This startup is using journalism to make kids better readers

A high tech lab for kids ... in a shipping container
A high tech lab for kids ... in a shipping container

Some may consider news cut and dry, but one entrepreneur wanted it to actually help kids improve their reading skills.

"[I thought], what if we used news stories as a teaching tool to change the way kids learn?" said Matthew Gross, founder of Newsala. "It could [even] help them to become better readers."

The concept became the formula for Newsela, a New York-based startup that collects timely stories from a variety of sources and rewrites the content at multiple reading levels.

Launched in 2013, Newsela is tailored for students in grades 2 through 12.

After a teacher signs up a class for Newsela and sets a reading level for each student, the platform gives them access to corresponding articles. Students can adjust their reading level on each article by choosing a simpler or more complex version.

Newsela's proprietary technology tracks each student's progress, identifies who may need more help and tweaks the content accordingly. It also serves up quizzes and other interactive activities tied to articles.

### Set problem A
Update the entries from their first line through the line containing "109 2 L 116", inclusive, so that "overexposed" becomes "washed-out" and everything else stays unchanged. Give only those lines.
The article above and the entries below were drawn from unrelated sources.

### Exercise input
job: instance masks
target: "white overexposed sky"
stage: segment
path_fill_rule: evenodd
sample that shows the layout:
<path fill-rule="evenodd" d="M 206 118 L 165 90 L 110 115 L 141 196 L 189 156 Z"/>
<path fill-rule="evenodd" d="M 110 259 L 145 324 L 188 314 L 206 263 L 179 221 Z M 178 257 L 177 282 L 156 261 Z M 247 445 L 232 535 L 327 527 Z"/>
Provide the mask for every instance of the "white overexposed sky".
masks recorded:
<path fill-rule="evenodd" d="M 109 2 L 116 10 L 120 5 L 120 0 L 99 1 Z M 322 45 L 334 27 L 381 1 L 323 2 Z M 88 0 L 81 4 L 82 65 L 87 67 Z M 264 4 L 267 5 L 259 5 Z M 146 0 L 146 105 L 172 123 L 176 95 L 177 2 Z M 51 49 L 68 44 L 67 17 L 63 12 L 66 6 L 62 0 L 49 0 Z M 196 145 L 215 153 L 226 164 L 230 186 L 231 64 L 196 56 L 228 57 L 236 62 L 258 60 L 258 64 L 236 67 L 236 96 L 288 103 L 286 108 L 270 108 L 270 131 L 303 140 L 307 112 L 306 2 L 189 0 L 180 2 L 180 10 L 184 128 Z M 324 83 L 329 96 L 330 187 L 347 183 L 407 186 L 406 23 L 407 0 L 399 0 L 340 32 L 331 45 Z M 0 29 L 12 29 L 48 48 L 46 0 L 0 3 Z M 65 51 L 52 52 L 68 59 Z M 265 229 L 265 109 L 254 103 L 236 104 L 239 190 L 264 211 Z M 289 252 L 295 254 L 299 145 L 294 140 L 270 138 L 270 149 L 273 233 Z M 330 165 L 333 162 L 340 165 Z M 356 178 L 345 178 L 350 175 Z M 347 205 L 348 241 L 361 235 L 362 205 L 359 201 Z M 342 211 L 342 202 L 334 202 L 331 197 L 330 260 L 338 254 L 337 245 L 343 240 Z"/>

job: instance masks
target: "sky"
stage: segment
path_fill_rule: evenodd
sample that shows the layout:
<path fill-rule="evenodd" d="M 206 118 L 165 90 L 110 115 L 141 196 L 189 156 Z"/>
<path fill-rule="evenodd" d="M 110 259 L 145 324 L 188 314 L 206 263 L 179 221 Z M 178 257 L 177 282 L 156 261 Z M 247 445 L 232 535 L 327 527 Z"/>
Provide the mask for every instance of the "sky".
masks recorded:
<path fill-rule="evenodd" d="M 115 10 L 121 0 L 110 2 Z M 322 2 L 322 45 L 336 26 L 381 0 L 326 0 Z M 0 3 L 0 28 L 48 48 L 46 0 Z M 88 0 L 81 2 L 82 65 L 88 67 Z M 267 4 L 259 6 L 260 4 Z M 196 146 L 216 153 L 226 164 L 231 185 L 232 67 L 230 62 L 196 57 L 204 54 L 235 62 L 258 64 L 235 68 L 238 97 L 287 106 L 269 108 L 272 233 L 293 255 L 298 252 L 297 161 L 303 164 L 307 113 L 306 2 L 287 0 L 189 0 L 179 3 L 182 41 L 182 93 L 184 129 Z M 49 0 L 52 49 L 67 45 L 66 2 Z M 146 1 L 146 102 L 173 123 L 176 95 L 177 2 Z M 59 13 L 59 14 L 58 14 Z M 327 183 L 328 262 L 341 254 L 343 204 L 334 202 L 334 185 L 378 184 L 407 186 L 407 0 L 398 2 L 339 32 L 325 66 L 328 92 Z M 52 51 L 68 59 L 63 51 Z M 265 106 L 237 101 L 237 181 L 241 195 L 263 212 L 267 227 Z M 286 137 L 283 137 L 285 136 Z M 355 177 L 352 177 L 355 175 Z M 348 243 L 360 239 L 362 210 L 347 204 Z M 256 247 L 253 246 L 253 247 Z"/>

### Set problem B
Write out the whole article about Newsela word for word.

### Output A
job: instance masks
target: "white washed-out sky"
stage: segment
path_fill_rule: evenodd
sample that shows the layout:
<path fill-rule="evenodd" d="M 206 118 L 165 90 L 110 115 L 141 196 L 189 156 Z"/>
<path fill-rule="evenodd" d="M 110 259 L 145 324 L 188 314 L 206 263 L 179 221 Z M 178 257 L 177 282 L 156 261 Z M 247 445 L 232 535 L 327 527 Z"/>
Provide the mask for every instance of the "white washed-out sky".
masks recorded:
<path fill-rule="evenodd" d="M 109 2 L 116 10 L 120 5 L 120 0 L 99 1 Z M 322 45 L 334 27 L 381 1 L 323 2 Z M 88 0 L 81 4 L 82 65 L 87 67 Z M 264 4 L 267 5 L 259 5 Z M 146 0 L 146 105 L 172 123 L 176 95 L 177 2 Z M 51 49 L 68 44 L 67 17 L 63 12 L 66 6 L 62 0 L 49 0 Z M 196 145 L 215 153 L 226 164 L 230 186 L 231 64 L 196 56 L 228 57 L 236 62 L 258 60 L 258 64 L 236 67 L 236 96 L 288 103 L 286 108 L 270 108 L 270 131 L 303 140 L 307 112 L 306 2 L 189 0 L 180 2 L 180 10 L 184 128 Z M 324 83 L 329 96 L 330 187 L 347 183 L 407 186 L 406 23 L 407 0 L 399 0 L 340 32 L 331 45 Z M 0 29 L 12 29 L 48 48 L 46 0 L 0 3 Z M 65 51 L 52 52 L 68 59 Z M 265 229 L 265 109 L 254 103 L 236 104 L 239 190 L 264 211 Z M 289 252 L 295 254 L 299 145 L 294 140 L 270 138 L 270 149 L 273 233 Z M 330 165 L 333 162 L 340 165 Z M 356 178 L 345 178 L 350 175 Z M 347 205 L 348 241 L 361 235 L 362 205 L 359 201 Z M 342 211 L 342 202 L 334 202 L 331 197 L 330 260 L 338 254 L 337 245 L 343 240 Z"/>

### Output B
This startup is using journalism to make kids better readers

A high tech lab for kids ... in a shipping container
A high tech lab for kids ... in a shipping container

Some may consider news cut and dry, but one entrepreneur wanted it to actually help kids improve their reading skills.

"[I thought], what if we used news stories as a teaching tool to change the way kids learn?" said Matthew Gross, founder of Newsala. "It could [even] help them to become better readers."

The concept became the formula for Newsela, a New York-based startup that collects timely stories from a variety of sources and rewrites the content at multiple reading levels.

Launched in 2013, Newsela is tailored for students in grades 2 through 12.

After a teacher signs up a class for Newsela and sets a reading level for each student, the platform gives them access to corresponding articles. Students can adjust their reading level on each article by choosing a simpler or more complex version.

Newsela's proprietary technology tracks each student's progress, identifies who may need more help and tweaks the content accordingly. It also serves up quizzes and other interactive activities tied to articles.